_Текст для разбора:_
--- --- ---

Проект с передвижной стеной так и не осуществился (вполне возможно, из-за усугубляющегося алкоголизма столяра). Что ж, чего не сделаешь сразу — не сделаешь уже никогда.

Стойка для верстака

Зато у нас скопилась целая куча кульманов и целые стада деревянных стоек для верстаков. Они служили нам верой и правдой. Особенно самые старые, в форме буквы «А», уже слегка расшатанные.

Одну стойку я храню до сих пор. Она якобы когда-то принадлежала Бюро восстановления столицы5, так что ответственность за современное состояние Варшавы лежит и на ее плечах. Видно, она часто переходила из рук в руки, о чем свидетельствуют инвентарные номера и печати канувших в лету учреждений. Некоторые цифры нарисованы по шаблону. Другие каллиграфически выведены на кусочке бумаги. Последние намалеваны масляной краской:

1. 25 — 861

C.PROZOR Gr VI / 420 Nr 655 1940

7p XIV 19

X — 509

L.O.R.

(Впрочем, нельзя исключать, что это зашифрованные координаты местонахождения Янтарной комнаты.)

--- --- ---

_Сохранённые данные:_
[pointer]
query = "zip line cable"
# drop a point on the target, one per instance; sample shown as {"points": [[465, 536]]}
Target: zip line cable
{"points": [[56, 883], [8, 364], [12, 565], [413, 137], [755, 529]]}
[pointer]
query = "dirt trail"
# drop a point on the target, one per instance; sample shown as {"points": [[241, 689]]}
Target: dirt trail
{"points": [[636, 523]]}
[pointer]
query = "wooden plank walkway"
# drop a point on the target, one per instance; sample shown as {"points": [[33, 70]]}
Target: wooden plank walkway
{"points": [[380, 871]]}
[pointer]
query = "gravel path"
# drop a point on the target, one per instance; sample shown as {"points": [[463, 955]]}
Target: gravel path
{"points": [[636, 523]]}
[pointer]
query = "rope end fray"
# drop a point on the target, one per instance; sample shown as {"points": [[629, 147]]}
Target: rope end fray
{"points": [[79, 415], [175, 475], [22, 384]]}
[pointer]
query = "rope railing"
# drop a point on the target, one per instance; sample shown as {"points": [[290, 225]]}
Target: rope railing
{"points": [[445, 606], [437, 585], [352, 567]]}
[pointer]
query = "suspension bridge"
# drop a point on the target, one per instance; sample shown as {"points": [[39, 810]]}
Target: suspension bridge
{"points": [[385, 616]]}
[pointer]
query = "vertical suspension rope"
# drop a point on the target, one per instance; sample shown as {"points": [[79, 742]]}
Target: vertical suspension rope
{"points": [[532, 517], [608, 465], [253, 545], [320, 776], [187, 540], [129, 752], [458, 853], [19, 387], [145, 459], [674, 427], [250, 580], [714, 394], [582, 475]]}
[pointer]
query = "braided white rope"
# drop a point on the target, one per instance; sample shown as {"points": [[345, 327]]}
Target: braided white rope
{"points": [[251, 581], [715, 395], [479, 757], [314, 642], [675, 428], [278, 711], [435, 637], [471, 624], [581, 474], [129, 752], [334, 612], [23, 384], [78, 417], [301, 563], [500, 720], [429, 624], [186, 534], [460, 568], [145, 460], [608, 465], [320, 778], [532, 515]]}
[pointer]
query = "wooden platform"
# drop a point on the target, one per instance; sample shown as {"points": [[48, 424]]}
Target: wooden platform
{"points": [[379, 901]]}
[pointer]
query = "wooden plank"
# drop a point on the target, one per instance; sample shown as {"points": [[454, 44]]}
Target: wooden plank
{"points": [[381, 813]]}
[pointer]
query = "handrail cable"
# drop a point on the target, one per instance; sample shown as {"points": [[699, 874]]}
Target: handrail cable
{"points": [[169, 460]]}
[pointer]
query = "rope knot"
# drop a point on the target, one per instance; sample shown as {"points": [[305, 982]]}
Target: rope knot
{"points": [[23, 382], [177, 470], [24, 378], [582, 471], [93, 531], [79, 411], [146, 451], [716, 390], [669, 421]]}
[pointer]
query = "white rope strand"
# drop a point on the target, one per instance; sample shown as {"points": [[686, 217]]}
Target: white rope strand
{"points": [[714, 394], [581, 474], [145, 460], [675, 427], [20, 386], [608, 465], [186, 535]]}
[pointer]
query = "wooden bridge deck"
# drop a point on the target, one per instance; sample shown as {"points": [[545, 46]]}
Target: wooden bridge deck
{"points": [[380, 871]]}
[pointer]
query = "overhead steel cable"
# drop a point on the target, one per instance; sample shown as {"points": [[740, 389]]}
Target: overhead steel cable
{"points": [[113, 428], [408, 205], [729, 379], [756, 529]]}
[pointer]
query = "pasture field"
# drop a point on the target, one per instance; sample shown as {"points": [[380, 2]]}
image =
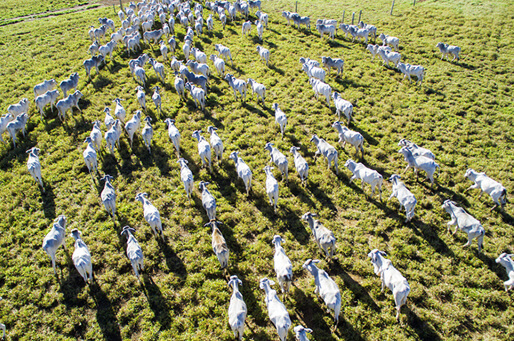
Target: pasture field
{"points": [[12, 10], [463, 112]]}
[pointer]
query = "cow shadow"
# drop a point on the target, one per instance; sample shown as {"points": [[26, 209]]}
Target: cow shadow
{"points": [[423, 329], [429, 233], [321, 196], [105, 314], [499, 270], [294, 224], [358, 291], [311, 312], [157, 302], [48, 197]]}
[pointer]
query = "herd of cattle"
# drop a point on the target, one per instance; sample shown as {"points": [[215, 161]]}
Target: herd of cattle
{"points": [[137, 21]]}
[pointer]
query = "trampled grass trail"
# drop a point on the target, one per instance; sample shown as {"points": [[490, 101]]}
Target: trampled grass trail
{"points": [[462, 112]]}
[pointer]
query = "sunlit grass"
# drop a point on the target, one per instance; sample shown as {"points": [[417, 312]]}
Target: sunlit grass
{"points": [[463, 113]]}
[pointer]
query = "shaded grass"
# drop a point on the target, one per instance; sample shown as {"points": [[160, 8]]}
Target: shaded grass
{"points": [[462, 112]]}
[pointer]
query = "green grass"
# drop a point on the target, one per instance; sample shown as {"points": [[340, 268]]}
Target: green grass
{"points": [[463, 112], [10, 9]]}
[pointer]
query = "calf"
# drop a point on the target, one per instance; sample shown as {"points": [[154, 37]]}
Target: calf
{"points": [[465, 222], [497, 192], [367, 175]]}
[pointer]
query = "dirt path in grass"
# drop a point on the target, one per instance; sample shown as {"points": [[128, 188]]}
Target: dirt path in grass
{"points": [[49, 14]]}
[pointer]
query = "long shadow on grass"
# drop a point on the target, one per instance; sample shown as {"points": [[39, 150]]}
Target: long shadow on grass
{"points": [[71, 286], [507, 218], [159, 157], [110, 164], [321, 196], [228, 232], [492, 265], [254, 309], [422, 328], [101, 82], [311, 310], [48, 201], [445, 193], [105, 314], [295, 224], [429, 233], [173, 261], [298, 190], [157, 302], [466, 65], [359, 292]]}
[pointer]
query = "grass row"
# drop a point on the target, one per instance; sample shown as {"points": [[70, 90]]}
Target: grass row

--- --- ---

_Рабочее задание:_ Перепечатайте из текста о стойке для верстака фрагмент, который открывают слова «Проект с передвижной», а завершают слова «уже слегка расшатанные.».

_Решение:_
Проект с передвижной стеной так и не осуществился (вполне возможно, из-за усугубляющегося алкоголизма столяра). Что ж, чего не сделаешь сразу — не сделаешь уже никогда.

Стойка для верстака

Зато у нас скопилась целая куча кульманов и целые стада деревянных стоек для верстаков. Они служили нам верой и правдой. Особенно самые старые, в форме буквы «А», уже слегка расшатанные.